> [Texte fourni]:
Par Philippe Chalmin
La pandémie commençait à s’estomper et on ne parlait plus guère d’Omicron, l’hiver restait doux
et le printemps déjà apparaissait dans les prairies alors qu’en France, on préparait enfin une campagne électorale. Et voilà qu’en cette toute fin de février 2022, le monde bascule à nouveau dans l’horreur
et que l’Europe se réveille dans les fumées et les explosions d’une guerre, un conflit lourd tel qu’elle n’en avait pas connu depuis 1945. L’Ukraine n’est pas en effet un abcès de fixation ni un conflit ethnique ou religieux. Ce n’est pas non plus une résurgence de la guerre froide, mais bien un affrontement « à l’ancienne manière » opposant de vieilles démocraties à la résurgence d’impérialismes despotiques qu’ils soient russes ou chinois.
Depuis longtemps, on savait Vladimir Poutine soucieux de restaurer la puissance de l’empire russe en s’inscrivant dans la lignée des Pierre Le Grand, Catherine II, Nicolas I, et plus récemment Lénine
et Staline.Il fallait effacer le traumatisme de 1990 et en cela Poutine était assuré du soutien d’une partie importante de la population russe qui avait applaudi la main mise sur la Crimée en 2014, qui avait apprécié même la vassalisation des républiques d’Asie centrale, du Caucase et du Belarus. La stratégie – celle de la vassalisation – aurait pu être la même pour l’Ukraine dont les trente années d’indépendance et de régime démocratique ont malheureusement été entachées de crises politiques, de malgouvernance
et de corruption (si Poutine contrôle « ses » oligarques, les oligarques ukrainiens ont eu le champ libre au point de gérer leurs propres partis politiques). Étroitement associé au Kremlin, le patriarcat de Moscou de l’Église orthodoxe avait poursuivi la même démarche en n’hésitant pas à rompre de ce fait avec Constantinople.
On aurait pu penser que Vladimir Poutine se serait contenté d’une stratégie des petits pas de la Crimée et la Transnistrie au Donbass et à Lugansk. Est-il pressé par le temps et – dit-on – la maladie ? Il a choisi en tout cas ce qui paraissait impensable encore dans les premiers jours de 2022 : l’invasion pure et simple, estimant probablement que ce serait une promenade de santé pour une armée russe à laquelle il a redonné quelque lustre depuis les désastres d’Afghanistan.

> [Extrait des données]:
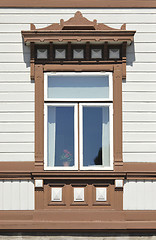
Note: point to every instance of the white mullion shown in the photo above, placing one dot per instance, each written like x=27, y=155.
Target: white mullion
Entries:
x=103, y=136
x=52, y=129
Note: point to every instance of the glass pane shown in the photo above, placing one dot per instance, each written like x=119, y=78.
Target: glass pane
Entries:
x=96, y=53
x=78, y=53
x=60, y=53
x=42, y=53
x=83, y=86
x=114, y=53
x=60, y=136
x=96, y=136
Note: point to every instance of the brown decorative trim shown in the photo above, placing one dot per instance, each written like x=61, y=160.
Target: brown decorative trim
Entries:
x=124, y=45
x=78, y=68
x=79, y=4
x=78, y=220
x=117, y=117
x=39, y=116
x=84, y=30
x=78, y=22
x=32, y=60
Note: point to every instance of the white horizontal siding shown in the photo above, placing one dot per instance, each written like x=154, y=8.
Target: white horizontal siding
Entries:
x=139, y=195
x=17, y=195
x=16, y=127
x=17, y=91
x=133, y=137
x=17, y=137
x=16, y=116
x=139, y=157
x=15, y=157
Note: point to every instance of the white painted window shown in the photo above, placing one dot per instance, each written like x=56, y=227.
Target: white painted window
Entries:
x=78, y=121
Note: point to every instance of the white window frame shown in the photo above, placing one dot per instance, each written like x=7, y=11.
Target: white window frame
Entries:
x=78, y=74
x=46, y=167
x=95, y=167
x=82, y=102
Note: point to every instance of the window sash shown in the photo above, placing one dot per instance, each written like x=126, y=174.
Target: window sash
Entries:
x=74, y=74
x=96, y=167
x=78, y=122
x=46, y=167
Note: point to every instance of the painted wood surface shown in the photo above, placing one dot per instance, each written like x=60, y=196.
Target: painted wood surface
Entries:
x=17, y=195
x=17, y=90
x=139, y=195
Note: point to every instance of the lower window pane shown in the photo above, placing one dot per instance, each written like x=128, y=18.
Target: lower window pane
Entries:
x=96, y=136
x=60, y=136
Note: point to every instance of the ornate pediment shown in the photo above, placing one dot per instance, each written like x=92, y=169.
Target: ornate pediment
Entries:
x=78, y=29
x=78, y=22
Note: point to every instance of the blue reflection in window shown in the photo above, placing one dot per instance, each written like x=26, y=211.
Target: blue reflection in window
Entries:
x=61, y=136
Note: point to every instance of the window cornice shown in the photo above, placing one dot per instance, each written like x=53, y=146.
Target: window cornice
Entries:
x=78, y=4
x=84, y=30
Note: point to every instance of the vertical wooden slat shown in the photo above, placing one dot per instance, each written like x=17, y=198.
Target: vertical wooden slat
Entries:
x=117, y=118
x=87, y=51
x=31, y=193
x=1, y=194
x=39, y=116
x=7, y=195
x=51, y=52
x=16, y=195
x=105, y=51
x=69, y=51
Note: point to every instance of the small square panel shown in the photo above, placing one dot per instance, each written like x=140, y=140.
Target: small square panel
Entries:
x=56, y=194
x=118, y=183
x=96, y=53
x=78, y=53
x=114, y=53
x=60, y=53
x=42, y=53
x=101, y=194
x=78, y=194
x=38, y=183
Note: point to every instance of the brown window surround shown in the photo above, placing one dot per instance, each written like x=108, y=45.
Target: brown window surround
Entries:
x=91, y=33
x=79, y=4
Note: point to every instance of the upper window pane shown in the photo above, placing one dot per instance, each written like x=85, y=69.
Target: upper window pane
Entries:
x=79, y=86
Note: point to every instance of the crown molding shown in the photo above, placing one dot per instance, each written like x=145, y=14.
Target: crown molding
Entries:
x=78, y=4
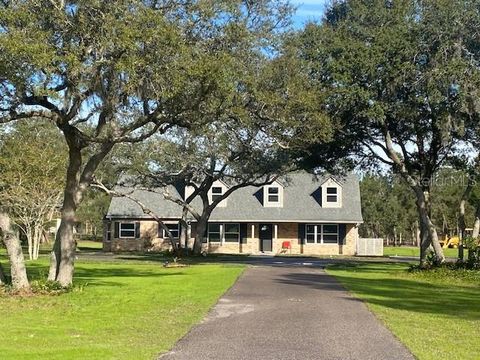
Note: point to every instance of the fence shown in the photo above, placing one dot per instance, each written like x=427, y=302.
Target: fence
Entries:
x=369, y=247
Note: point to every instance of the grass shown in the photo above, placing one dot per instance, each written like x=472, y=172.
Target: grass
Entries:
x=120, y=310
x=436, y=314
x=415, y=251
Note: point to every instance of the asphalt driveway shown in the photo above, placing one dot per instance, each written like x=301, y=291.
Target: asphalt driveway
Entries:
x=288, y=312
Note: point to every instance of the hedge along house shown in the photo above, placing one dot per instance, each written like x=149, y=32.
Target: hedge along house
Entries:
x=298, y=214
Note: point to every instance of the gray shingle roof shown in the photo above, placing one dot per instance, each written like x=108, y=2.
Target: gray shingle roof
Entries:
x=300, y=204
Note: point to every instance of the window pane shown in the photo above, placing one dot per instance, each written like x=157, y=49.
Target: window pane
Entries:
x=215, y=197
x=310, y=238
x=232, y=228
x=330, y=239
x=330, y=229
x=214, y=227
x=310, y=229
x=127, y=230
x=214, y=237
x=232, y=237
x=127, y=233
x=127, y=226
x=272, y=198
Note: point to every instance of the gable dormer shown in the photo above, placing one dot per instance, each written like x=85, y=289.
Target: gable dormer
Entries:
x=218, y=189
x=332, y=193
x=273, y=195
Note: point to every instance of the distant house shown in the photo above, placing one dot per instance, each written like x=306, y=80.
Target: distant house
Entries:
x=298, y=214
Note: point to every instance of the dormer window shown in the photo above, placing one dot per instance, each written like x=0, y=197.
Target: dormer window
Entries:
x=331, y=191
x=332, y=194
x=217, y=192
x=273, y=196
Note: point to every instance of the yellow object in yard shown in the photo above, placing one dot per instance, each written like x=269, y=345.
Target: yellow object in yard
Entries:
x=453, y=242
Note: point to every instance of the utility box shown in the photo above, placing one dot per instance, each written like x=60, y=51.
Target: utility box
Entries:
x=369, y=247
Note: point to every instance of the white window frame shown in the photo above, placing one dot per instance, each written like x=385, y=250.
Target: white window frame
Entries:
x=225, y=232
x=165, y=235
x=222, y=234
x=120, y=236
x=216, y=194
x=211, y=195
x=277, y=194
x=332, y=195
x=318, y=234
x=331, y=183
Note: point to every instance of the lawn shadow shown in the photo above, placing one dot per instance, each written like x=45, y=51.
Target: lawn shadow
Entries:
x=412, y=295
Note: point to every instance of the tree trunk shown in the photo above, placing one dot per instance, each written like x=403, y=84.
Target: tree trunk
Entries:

> [Énoncé de la tâche]: D'après le texte sur l'invasion de l'Ukraine, depuis quelle année l'Europe n'avait-elle pas connu un conflit aussi lourd ? Les lignes ci-dessus proviennent d'une autre source.

> [Réponse proposée]: Depuis 1945.